**Exercise:** Print every entry word for word, but omit the pictures.

**Referring expression pointing data:**
- - -
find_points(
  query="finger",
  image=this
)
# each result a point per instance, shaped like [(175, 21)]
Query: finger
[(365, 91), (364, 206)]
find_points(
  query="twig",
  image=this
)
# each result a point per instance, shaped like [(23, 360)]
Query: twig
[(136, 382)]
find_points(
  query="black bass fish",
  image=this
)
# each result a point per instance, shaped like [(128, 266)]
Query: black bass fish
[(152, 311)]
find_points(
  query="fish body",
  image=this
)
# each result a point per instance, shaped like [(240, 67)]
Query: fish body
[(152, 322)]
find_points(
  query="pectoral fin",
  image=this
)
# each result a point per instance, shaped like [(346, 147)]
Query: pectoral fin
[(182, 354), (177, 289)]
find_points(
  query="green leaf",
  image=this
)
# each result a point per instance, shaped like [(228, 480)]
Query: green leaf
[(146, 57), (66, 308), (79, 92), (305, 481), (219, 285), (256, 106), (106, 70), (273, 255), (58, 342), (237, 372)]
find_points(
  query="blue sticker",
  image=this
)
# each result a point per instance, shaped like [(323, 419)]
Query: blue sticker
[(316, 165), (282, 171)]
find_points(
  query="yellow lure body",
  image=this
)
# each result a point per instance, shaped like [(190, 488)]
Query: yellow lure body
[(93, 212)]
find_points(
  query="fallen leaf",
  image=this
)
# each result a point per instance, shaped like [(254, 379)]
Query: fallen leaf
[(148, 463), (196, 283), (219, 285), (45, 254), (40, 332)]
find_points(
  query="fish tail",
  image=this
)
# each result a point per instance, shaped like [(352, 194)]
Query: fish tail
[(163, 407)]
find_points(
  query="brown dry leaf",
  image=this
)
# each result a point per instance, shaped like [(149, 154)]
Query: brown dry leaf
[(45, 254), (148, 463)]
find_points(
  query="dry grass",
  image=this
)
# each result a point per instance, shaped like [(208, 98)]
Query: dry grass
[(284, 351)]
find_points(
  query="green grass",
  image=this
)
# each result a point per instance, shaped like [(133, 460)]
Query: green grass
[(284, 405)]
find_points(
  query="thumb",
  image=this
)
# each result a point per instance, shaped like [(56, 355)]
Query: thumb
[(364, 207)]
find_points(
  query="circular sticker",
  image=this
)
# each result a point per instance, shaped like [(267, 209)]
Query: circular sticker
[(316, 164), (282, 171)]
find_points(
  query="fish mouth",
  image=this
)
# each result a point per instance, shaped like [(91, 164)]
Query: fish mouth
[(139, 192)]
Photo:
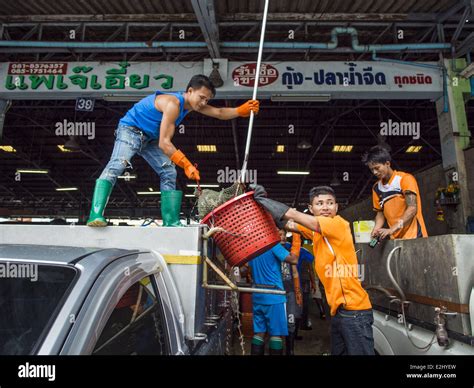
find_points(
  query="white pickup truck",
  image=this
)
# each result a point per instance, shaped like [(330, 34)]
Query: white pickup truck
[(422, 292), (116, 290)]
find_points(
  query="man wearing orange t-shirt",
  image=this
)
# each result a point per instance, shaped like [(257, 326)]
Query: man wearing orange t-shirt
[(395, 198), (336, 266)]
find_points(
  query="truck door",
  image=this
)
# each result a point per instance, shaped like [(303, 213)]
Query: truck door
[(136, 325)]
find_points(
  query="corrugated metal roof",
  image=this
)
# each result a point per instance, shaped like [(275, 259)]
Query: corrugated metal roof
[(223, 7)]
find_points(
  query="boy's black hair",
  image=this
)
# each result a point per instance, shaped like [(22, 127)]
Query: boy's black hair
[(199, 81), (377, 154), (318, 190)]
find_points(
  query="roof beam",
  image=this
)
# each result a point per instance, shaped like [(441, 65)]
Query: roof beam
[(204, 10)]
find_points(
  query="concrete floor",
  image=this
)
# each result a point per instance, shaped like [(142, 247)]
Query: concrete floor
[(314, 342)]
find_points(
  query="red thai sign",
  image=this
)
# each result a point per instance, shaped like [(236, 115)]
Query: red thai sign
[(244, 75)]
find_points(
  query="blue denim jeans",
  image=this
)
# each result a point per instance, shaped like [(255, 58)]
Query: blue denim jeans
[(351, 332), (130, 141)]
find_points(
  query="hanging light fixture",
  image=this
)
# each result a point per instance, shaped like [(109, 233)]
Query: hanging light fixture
[(304, 145), (335, 180), (215, 76), (72, 144)]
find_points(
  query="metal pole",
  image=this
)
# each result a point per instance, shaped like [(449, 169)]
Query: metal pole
[(244, 289), (254, 95)]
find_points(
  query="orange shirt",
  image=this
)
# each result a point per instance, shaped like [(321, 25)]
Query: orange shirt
[(390, 199), (336, 264)]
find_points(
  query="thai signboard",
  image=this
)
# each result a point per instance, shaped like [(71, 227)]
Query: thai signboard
[(351, 80)]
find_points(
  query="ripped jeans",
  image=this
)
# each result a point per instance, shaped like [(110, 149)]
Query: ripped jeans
[(130, 141)]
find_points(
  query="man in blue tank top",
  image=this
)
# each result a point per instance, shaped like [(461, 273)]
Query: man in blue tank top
[(147, 130)]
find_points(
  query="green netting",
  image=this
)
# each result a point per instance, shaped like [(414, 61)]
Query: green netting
[(208, 200)]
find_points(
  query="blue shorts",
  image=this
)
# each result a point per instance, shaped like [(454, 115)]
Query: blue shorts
[(270, 318)]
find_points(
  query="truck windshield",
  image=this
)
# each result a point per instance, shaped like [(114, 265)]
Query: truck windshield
[(31, 296)]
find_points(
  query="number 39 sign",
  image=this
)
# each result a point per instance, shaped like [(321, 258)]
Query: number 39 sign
[(85, 104)]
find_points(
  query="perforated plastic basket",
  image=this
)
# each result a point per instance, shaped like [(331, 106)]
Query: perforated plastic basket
[(249, 229)]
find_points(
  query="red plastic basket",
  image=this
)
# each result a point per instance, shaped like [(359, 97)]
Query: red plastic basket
[(250, 230)]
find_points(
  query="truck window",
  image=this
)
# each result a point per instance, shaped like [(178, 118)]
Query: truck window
[(30, 299), (136, 325)]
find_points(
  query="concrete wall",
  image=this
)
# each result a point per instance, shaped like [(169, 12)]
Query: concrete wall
[(469, 160), (428, 182)]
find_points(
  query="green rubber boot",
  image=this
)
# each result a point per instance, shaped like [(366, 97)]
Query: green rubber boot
[(102, 191), (171, 207)]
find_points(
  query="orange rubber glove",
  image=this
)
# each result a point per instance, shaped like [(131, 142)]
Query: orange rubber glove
[(296, 245), (182, 161), (250, 106)]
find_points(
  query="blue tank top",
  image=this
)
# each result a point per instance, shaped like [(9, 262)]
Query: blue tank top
[(145, 116)]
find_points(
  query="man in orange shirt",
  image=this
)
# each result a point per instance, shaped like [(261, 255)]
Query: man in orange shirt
[(395, 198), (336, 266)]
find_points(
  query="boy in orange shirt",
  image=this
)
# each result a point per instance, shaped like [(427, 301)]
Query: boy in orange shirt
- - -
**Result:**
find_points(
  query="finger",
  image=this
)
# each result a point per instance, shaped like [(175, 21)]
Query: finger
[(365, 91), (364, 206)]
find_points(
  query="twig",
  image=this
)
# each result a point per instance, shaped like [(23, 360)]
Query: twig
[(136, 382)]
find_points(
  query="black bass fish",
  image=this
)
# each result a point per instance, shaped like [(128, 266)]
Query: black bass fish
[(152, 311)]
find_points(
  query="fish body",
  image=this
)
# each result a point per instance, shaped like [(240, 67)]
Query: fish body
[(152, 322)]
find_points(
  query="pectoral fin",
  image=this
)
# each result a point per instance, shaped like [(346, 147)]
Query: pectoral fin
[(182, 354), (177, 289)]
find_points(
  query="green leaf",
  image=this
)
# each result a point per instance, shaped like [(228, 480)]
Query: green leaf
[(146, 57), (66, 308), (79, 92), (305, 481), (219, 285), (256, 106), (106, 70), (273, 255), (58, 342), (237, 372)]
find_points(
  query="blue sticker",
  image=this
)
# each result a point per instance, shaped like [(323, 419)]
Query: blue sticker
[(316, 165), (282, 171)]
find_points(
  query="yellow lure body",
  image=this
)
# each result a point per instance, shaped like [(190, 488)]
Query: yellow lure body
[(93, 212)]
find_points(
  query="fallen leaf",
  image=this
)
# each result a point per instance, shaped like [(254, 379)]
Query: fallen leaf
[(148, 463), (196, 283), (219, 285), (45, 254), (40, 332)]
find_points(
  query="fish tail",
  image=this
)
# each result a point per instance, shaped like [(352, 194)]
Query: fish tail
[(163, 407)]
find_points(
  query="brown dry leaf",
  image=this
)
# each result a point per instance, shaped like [(149, 154)]
Query: brown dry leaf
[(45, 254), (148, 463)]
find_points(
  query="dry grass",
  image=this
)
# each result a point per instance, shaped like [(208, 98)]
Query: dry grass
[(284, 351)]
find_points(
  query="green grass",
  image=this
)
# each result a point per instance, shaped like [(133, 460)]
Query: green grass
[(284, 405)]
find_points(
  query="thumb",
  image=this
)
# each result a point per instance, shaped like [(56, 355)]
Query: thumb
[(364, 207)]
find_points(
  query="circular sticker",
  image=this
)
# each result a point per instance, shaped like [(267, 209)]
Query: circular sticker
[(316, 164), (282, 171)]
find_points(
  query="fish mouth",
  image=this
)
# each result a point per instance, shaped like [(91, 164)]
Query: fish mouth
[(139, 192)]
Photo:
find_points(
  query="white pickup truck",
  image=this
)
# each result a point per instance, shaped like [(330, 34)]
Query: white pickup truck
[(422, 292), (116, 290)]
find_points(
  query="man wearing orange t-shirt",
  image=this
)
# each result a point per instance, shaped like [(257, 326)]
Query: man wearing orange t-shirt
[(395, 198), (336, 266)]
find_points(
  query="truck door",
  image=this
)
# each result a point per instance, shaped like [(303, 213)]
Query: truck door
[(136, 325)]
find_points(
  query="corrugated metal roof",
  image=this
)
# each result a point per instance, shaped like [(275, 259)]
Query: corrugated metal roof
[(223, 7)]
find_points(
  query="boy's black hair",
  image=this
)
# each result a point per instance, shaped like [(22, 127)]
Query: boy's black hair
[(199, 81), (377, 154), (318, 190)]
find_points(
  query="roof beam",
  image=this
)
# each result a point per instance, shaped like [(441, 65)]
Query: roof beam
[(204, 10)]
find_points(
  query="concrete floor",
  image=this
)
# each result a point per instance, shaped like [(142, 247)]
Query: concrete floor
[(314, 342)]
find_points(
  query="red thai sign",
  image=this
)
# each result a point per instance, shaped like [(236, 115)]
Query: red thai sign
[(244, 75)]
find_points(
  query="blue denim jeans",
  image=this
)
# each result a point per instance, shaped like [(255, 58)]
Query: blue denim jeans
[(351, 332), (130, 141)]
find_points(
  query="hanging light fixture",
  image=this
)
# each result a point per instance, shaped like [(109, 233)]
Query: hanging light fixture
[(304, 145), (335, 180), (215, 76), (72, 144)]
find_points(
  query="metal pole",
  image=this
)
# each result a point per instance, shaped like [(449, 169)]
Query: metal pole
[(244, 289), (254, 95)]
find_points(
  query="orange shirt",
  image=this
)
# each result a point per instance, shaped like [(321, 25)]
Query: orange shirt
[(390, 199), (336, 264)]
find_points(
  query="thai signboard",
  image=this
)
# each result a point per instance, shaped like [(71, 227)]
Query: thai signboard
[(351, 80)]
find_points(
  query="ripped jeans",
  image=this
)
# each result a point per instance, shaped like [(110, 149)]
Query: ripped jeans
[(130, 141)]
find_points(
  query="man in blue tank top",
  image=this
)
# each result a point per instance, shaped like [(461, 273)]
Query: man in blue tank top
[(147, 130)]
find_points(
  query="green netting",
  image=this
)
# each result a point per instance, shaped like [(414, 61)]
Query: green netting
[(208, 200)]
find_points(
  query="blue shorts",
  image=this
)
# each result a point per instance, shaped like [(454, 115)]
Query: blue shorts
[(270, 318)]
find_points(
  query="truck windshield",
  image=this
)
# each result a point per instance, shaped like [(114, 265)]
Query: truck windshield
[(31, 296)]
find_points(
  query="number 39 sign",
  image=this
)
# each result a point per instance, shaped like [(321, 258)]
Query: number 39 sign
[(85, 104)]
find_points(
  query="perforated plastic basket",
  image=this
)
# each result a point per instance, shaped like [(331, 106)]
Query: perforated plastic basket
[(249, 229)]
find_points(
  query="red plastic basket",
  image=this
)
# each result a point per instance, shaped like [(359, 97)]
Query: red plastic basket
[(250, 230)]
find_points(
  query="truck window",
  image=this
)
# each result a point per instance, shaped like [(178, 118)]
Query: truck window
[(30, 299), (136, 325)]
find_points(
  query="concrete wall",
  image=this
)
# each result a point per instance, shaped like [(169, 12)]
Query: concrete wall
[(469, 160), (428, 182)]
find_points(
  query="green rubber boot",
  image=this
)
# each result a point per instance, shaped like [(366, 97)]
Query: green rubber boot
[(102, 191), (171, 207)]
find_points(
  query="orange rubber glove",
  image=this
)
# each result a point per instance, shaped like [(131, 142)]
Query: orange rubber glove
[(296, 245), (182, 161), (250, 106)]
find_points(
  query="blue tank top",
  image=this
)
# each result a point per instance, shaped like [(9, 262)]
Query: blue tank top
[(145, 116)]
find_points(
  query="man in orange shirt",
  image=this
)
# each result a point per instance, shaped like [(261, 255)]
Query: man in orange shirt
[(395, 198), (336, 266)]
find_points(
  query="boy in orange shirt",
  image=this
)
# each result a point per instance, shaped like [(427, 301)]
Query: boy in orange shirt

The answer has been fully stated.